* What you should do: Return the rows below word for word, including every JSON answer, but leave out the pictures.

**** Records for the exercise

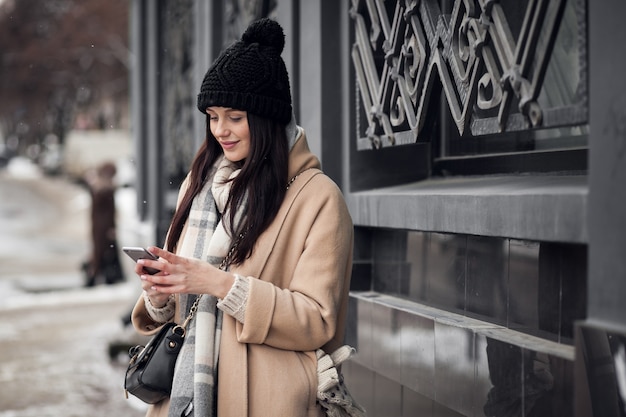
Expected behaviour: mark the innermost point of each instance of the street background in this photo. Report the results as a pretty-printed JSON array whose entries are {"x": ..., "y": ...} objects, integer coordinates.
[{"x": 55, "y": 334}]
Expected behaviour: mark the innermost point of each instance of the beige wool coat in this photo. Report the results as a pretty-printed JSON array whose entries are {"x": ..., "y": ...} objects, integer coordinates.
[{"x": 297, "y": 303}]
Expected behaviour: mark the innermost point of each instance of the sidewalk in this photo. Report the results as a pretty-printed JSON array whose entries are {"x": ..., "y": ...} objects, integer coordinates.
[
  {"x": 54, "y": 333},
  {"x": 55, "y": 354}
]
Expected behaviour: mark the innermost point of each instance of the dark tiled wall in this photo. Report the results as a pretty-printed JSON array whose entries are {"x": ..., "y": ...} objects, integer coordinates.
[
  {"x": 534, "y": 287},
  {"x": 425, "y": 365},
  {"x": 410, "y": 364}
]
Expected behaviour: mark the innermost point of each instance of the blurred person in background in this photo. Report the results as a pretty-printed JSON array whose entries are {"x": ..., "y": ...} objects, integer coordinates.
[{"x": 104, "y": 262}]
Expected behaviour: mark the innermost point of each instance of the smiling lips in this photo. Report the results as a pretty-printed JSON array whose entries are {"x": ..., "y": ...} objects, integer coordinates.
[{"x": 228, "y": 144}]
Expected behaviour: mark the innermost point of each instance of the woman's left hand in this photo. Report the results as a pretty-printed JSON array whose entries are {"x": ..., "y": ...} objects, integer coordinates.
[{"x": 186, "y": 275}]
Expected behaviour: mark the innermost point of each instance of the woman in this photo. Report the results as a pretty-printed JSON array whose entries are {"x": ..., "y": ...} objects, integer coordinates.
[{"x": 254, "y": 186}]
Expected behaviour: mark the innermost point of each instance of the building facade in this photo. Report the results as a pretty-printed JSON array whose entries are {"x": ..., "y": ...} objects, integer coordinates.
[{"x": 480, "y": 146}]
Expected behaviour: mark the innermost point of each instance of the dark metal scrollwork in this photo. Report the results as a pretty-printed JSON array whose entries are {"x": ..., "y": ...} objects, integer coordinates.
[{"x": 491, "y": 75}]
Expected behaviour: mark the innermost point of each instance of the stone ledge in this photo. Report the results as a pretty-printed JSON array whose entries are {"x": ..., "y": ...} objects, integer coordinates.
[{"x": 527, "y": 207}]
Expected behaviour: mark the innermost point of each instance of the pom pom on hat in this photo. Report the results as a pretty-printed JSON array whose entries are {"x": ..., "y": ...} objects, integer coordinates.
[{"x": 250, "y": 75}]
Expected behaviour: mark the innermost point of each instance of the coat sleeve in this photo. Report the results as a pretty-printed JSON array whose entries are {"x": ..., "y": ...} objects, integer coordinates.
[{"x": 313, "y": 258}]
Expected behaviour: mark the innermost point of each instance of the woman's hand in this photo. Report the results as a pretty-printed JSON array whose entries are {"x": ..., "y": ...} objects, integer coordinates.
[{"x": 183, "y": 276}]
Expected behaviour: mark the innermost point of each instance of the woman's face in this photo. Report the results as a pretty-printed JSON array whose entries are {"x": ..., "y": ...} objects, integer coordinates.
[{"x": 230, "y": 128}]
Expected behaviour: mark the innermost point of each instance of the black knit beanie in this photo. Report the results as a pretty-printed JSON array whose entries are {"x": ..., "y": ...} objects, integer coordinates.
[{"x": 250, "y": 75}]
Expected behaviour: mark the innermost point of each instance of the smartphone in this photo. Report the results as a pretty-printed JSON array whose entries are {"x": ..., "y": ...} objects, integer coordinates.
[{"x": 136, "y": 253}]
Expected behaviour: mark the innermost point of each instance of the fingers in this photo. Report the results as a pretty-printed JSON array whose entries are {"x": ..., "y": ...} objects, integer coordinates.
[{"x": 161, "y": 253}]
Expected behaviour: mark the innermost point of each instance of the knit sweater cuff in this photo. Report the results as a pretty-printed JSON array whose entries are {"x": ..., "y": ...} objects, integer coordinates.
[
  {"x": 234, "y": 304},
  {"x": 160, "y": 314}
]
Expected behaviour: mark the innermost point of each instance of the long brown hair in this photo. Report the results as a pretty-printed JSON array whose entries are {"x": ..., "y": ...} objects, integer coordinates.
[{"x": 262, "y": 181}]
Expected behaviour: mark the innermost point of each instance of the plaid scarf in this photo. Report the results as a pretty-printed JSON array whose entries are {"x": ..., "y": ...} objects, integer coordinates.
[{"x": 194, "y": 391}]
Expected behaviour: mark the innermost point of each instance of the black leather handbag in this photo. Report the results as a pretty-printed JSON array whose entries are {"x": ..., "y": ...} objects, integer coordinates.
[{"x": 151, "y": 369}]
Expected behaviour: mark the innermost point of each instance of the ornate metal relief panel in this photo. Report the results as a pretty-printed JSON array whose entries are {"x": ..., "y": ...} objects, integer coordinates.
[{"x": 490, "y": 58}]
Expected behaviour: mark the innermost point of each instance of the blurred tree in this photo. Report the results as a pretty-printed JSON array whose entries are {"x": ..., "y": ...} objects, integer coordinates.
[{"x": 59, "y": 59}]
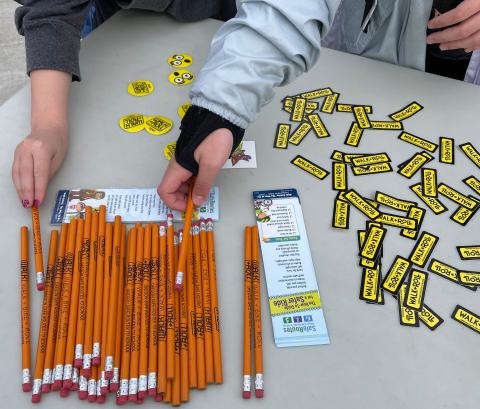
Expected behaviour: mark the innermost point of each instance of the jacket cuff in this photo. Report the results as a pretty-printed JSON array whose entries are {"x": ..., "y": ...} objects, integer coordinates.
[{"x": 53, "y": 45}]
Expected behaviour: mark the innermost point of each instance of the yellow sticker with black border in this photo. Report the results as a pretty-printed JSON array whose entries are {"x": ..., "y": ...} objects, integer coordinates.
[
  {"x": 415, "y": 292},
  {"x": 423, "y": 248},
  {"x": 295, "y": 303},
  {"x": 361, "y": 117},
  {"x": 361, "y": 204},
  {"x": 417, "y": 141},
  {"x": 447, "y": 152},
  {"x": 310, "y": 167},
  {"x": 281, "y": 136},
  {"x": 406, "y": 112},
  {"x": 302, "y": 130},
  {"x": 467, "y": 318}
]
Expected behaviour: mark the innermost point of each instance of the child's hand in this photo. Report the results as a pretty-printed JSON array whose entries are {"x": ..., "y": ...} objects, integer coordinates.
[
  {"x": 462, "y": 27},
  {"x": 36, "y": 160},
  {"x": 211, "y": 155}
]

********

* Solution to the exercise:
Expected behaviour: mark the innermost point of each instance of the street background in this photo. Report the results as a pretty-printed JSON array whose entries are {"x": ..., "y": ...} objects, integer coordinates.
[{"x": 55, "y": 334}]
Expected behaviour: mark the innermost point of each instance of the beige wool coat in this photo. Report the results as a pretty-printed JSON array whose entries are {"x": ..., "y": ...} objects, integer coordinates.
[{"x": 297, "y": 303}]
Expected behaviour: mark the innermost point of each instance of the sidewalk in this photo. Report the results as a pretty-printed JSON array whose entries are {"x": ..., "y": ...} objects, integer coordinates.
[
  {"x": 54, "y": 333},
  {"x": 55, "y": 354}
]
Expected behaviour: mark the innermost point of each instance of the dark tiled wall in this photo. Report the results as a pretty-printed JSON array whose entries are {"x": ..., "y": ...} objects, integer coordinates.
[
  {"x": 534, "y": 287},
  {"x": 425, "y": 365},
  {"x": 410, "y": 364}
]
Expected behaviour: mark the innermost point of each instance of the blurred person in background in this photo. Report the results as a pretty-printed JSON array whose entries are {"x": ..., "y": ...} objects, integer coordinates.
[{"x": 104, "y": 262}]
Expected behaviour: mark the innermost point of each instance of the smiling lips in this photo. Report the results as a pretty-printed JSON array whose entries are {"x": ..., "y": ...} objects, integer coordinates.
[{"x": 228, "y": 144}]
Expected behaviour: mark the innermost point of each instance of the woman's left hand in this photo. Report the results as a pretty-printed JSON array whose entries are {"x": ..., "y": ...} objects, integer coordinates.
[{"x": 186, "y": 275}]
Expected behaviour: mark the innermost point of each instance of the woman in this photo. Report the results as a pretty-printed JSON array whose entries are {"x": ..., "y": ...} objects, integer coordinates.
[{"x": 254, "y": 186}]
Expected behaviour: mark the innermost point of each instance of the building facade in this photo. Report the results as a pretty-printed JSON array whose entries are {"x": ..., "y": ...} objects, integer coordinates.
[{"x": 480, "y": 146}]
Expected behaviour: mark the innermost point of each instance of the dark metal scrollwork in this photo. Report the results as a pretty-printed JSON array whose entries are {"x": ..., "y": ...} objects, integer coordinates.
[{"x": 491, "y": 75}]
Expected behaviour: mark the innermost point of each instance of the stone ledge in this photo. Report the results as a pretty-printed JSON array whose entries are {"x": ..., "y": ...} objects, integer coordinates.
[{"x": 527, "y": 207}]
Expected behaviour: mark the innermost point of each instance of the pom pom on hat in this photo. Report the results as a pretty-printed JSON array whose entries are {"x": ..., "y": ...} objects, integer coordinates.
[{"x": 250, "y": 75}]
Expected behaviour: mark the innermost point of each instance of the coat sleeve in this photo. Report the results as a pretty-printed JSON array whose entries are {"x": ..., "y": ...} objects, integer coordinates.
[{"x": 313, "y": 258}]
Expected behaviour: mark the innermost point of each instance of the woman's hand in this photo. Report the results as a pretty-printed JSON array whose entries are {"x": ..., "y": ...} objects, integer coordinates.
[{"x": 183, "y": 276}]
Expected behaviour: mark the innermost point of each instance of the woman's face in this photo. Report the results as a pretty-printed JSON array whose entries are {"x": ..., "y": ...} objects, integer coordinates.
[{"x": 230, "y": 128}]
Expected behaviour: mark the innermost point of each instance of the black knit beanie in this photo. Report the results as a pretty-printed JSON array whose entries are {"x": ..., "y": ...} objects, integer coordinates.
[{"x": 250, "y": 75}]
Expected behaviour: mark the innermost point of each instance of the smartphone in this photo. Report the results as a pretty-printed JSON array whose entries are {"x": ..., "y": ...} objects, integer coordinates.
[{"x": 136, "y": 253}]
Expected behaviour: mark the innermost point of each instance of the fingers in this photo. Report the results as a pretty-printed JSON array whose entries are {"x": ..., "y": ...} objects, integer coordinates.
[{"x": 161, "y": 253}]
Expected behaviour: mark the innermost point of each instance of the knit sweater cuff in this photo. Report the results as a pretty-printed JSON array whose entries are {"x": ..., "y": ...} objects, integer coordinates.
[
  {"x": 234, "y": 304},
  {"x": 160, "y": 314}
]
Expected behaviour: mark the innermost point of each instance of the long brown hair in this photo. Report the results as a pretty-printed JSON array whose entries are {"x": ..., "y": ...} objects, integer coordinates.
[{"x": 262, "y": 181}]
Expected behaviour: mark the innermost point of each instance of the plaid scarf in this photo. Report the results as a pretty-printed JSON array whose entries are {"x": ..., "y": ...} objects, integer coordinates.
[{"x": 194, "y": 391}]
Expected behaviour: mark the innermost point of each instance of the black leather handbag in this photo. Report the results as a pretty-printed JSON array whose entries are {"x": ..., "y": ...} objects, integer coordinates.
[{"x": 151, "y": 369}]
Expected behaviour: mark the innermost point of each instance of the ornate metal relief panel in this photo. Report the results as a pretty-printed JSON array whose entries are {"x": ..., "y": ...} objects, integer coordinates.
[{"x": 490, "y": 58}]
Expected behaviour: mark the innermost point of each instance of the blurred tree in this photo. Report the results as a pretty-printed JSON array whose entries are {"x": ..., "y": ...} objects, integer coordinates.
[{"x": 59, "y": 59}]
Expected behaviour: mark the innermost point of each instance of the jacket cuff in this photo. Report the results as a pretty-printed JSON array whose entries are {"x": ..., "y": ...} objects, integer coordinates.
[{"x": 53, "y": 45}]
Expected behaviour: mark the innermost point of each instance of the yellow sticker with black border in this photo. Report the results as a pretty-printed JSON array whose entries are {"x": ..., "y": ...} objects, integer coordinates.
[
  {"x": 415, "y": 292},
  {"x": 423, "y": 248},
  {"x": 295, "y": 303},
  {"x": 361, "y": 117},
  {"x": 361, "y": 204},
  {"x": 417, "y": 141},
  {"x": 447, "y": 152},
  {"x": 310, "y": 167},
  {"x": 281, "y": 136},
  {"x": 406, "y": 112},
  {"x": 302, "y": 130},
  {"x": 467, "y": 318}
]
Expected behaviour: mark the innermost point of each instance of the child's hand in this photo. Report the results as a pretty-printed JSON array whose entries are {"x": ..., "y": ...} objects, integer coordinates.
[
  {"x": 462, "y": 27},
  {"x": 36, "y": 160},
  {"x": 211, "y": 155}
]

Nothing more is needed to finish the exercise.